» **GOAL**
In the Rajasthan Education Initiative text, what literacy rate did India's campaign aim to reach in the first decade of the 21st century?

» **SELECTED EXTRACT**
Rajasthan Education Initiative

As a developing nation, India struggles to extend universal education to underserved areas and to keep the children who are presently in school from dropping out. Literacy has traditionally lagged in rural areas, where a shortage of teachers, resources, and funds keep students from attending and staying in school. The lack of an educated workforce has retarded economic growth in those areas.

India has undertaken an extensive literacy campaign, with the goal of raising the sustainable threshold literacy rate to 75 percent in the first decade of the 21st century. In 2001, the year of the most recent census, less than 40 percent of the 330 million Indian women who were then seven years of age or older were literate.

“Through the Cisco Networking Academy, students of nonprofit education institutions in Rajasthan receive the benefit of Internet and networking education. This will not only help students tap opportunities, but also help Rajasthan in its efforts to build a sustainable pool of talent equipped with critical IT skills—in particular, the knowledge to design, build, and maintain computer networks—to meet the challenges posed by the knowledge-based economy.”

» **DATASET EXCERPTS**
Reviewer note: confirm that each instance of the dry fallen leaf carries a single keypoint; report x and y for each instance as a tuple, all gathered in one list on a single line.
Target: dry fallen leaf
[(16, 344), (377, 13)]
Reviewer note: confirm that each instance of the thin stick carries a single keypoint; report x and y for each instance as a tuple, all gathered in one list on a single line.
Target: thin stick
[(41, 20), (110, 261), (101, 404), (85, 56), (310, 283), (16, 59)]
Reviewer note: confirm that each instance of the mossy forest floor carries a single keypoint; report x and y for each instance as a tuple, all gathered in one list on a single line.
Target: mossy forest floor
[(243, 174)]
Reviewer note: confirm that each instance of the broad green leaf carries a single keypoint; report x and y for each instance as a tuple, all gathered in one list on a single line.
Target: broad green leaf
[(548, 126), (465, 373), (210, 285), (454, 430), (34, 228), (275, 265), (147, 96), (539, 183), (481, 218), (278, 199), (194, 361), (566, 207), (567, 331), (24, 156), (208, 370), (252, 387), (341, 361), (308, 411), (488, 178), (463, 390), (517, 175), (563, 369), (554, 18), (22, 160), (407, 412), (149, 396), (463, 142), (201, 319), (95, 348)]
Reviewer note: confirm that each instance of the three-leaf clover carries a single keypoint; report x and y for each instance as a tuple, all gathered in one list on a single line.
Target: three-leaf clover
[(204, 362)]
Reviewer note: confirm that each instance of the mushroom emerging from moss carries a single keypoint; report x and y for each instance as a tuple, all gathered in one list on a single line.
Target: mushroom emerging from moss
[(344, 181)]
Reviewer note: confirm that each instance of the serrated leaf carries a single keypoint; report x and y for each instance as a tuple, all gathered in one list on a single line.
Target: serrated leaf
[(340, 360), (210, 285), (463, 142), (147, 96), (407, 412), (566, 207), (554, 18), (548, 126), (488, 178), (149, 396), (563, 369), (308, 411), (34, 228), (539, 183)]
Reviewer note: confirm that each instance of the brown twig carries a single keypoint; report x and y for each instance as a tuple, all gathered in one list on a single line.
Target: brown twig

» **EXERCISE RESPONSE**
A sustainable threshold literacy rate of 75 percent.